Parts of the exercise:
A - Using the passage on Load Linked and Store Conditional instructions, answer:
(i) In multithread processors, what is it customary to inhibit between Load Link and associated Store Conditional instructions of a first thread?
(ii) What do various embodiments use to preserve the atomicity of these instructions when more than one thread runs them?
(iii) What is avoided because at least one of the Store Conditional instructions is allowed to succeed?
B - Write out the stretch of the passage on Load Linked and Store Conditional instructions from "[0010] Various embodiments" through "live-lock is avoided.".

Source passage:
(begin)

Then, when the first atomic operation is retried, this second
attempt by the first thread causes the atomic operation of the
second thread to fail. This mutual preemption could continue
indefinitely, preventing further execution of either thread. Thus,
in multithread processors it is customary to inhibit execution of
instructions by other threads between Load Link and associated
Store Conditional instructions of a first thread. However, this
approach can have a significant negative impact on total processing
throughput. There is therefore a need for improved systems and
methods of managing Load Linked and associated Store Conditional
instructions in multithread processors.
SUMMARY
[0009] The invention is directed to improved systems and methods of
performing load Linked and Store Conditional operations atomically
in a multithread processing environment. These systems and methods
reduce the need to halt the execution of other threads when a first
thread executes a Load Linked operation, and thus may significantly
improve system throughput.
[0010] Various embodiments of the invention include the use of
multiple flags to preserve the atomicity of Load Linked and Store
Conditional instructions executed in parallel by more than one
processing thread. For example, if two processing threads attempt
to execute store conditional instructions on the same memory
location a first of the operations is allowed to execute atomically
while the second may be delayed to preserve the atomicity of the
first. At least one of the Store Conditional instructions is
allowed to succeed and, therefore, live-lock is avoided.
[0011] Various embodiments of the invention include different data
structures including multiple flags configured for managing
atomicity of operations performed using the load linked and store
conditional instructions. These data structures may be embodied in
hardware and are used in a variety of methods as disclosed further
herein.

(end)

Information supplied:
(begin)

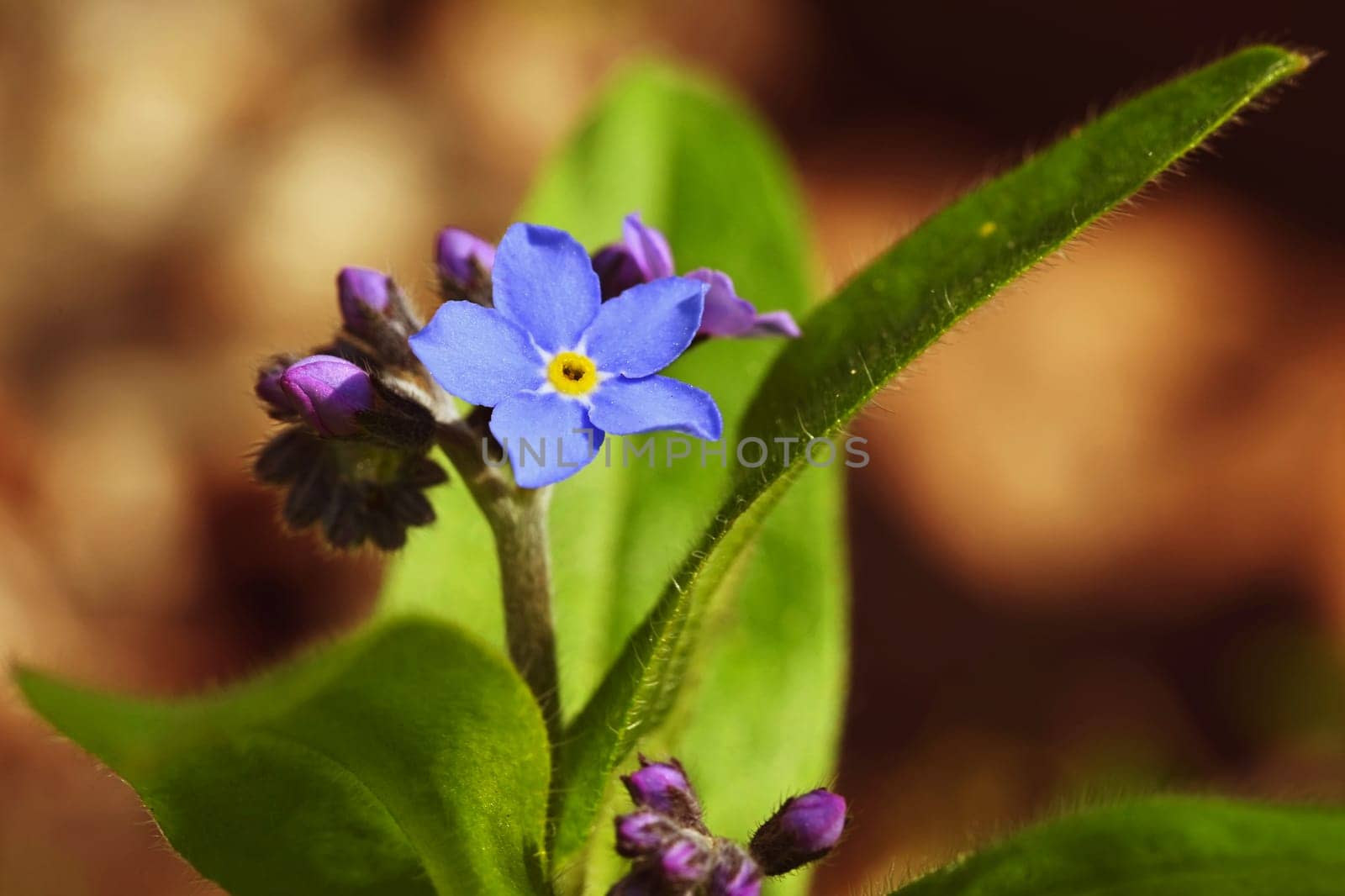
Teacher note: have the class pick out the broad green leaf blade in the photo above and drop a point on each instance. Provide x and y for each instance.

(end)

Set of answers:
A -
(i) Execution of instructions by other threads.
(ii) Multiple flags.
(iii) Live-lock.

B -
[0010] Various embodiments of the invention include the use of
multiple flags to preserve the atomicity of Load Linked and Store
Conditional instructions executed in parallel by more than one
processing thread. For example, if two processing threads attempt
to execute store conditional instructions on the same memory
location a first of the operations is allowed to execute atomically
while the second may be delayed to preserve the atomicity of the
first. At least one of the Store Conditional instructions is
allowed to succeed and, therefore, live-lock is avoided.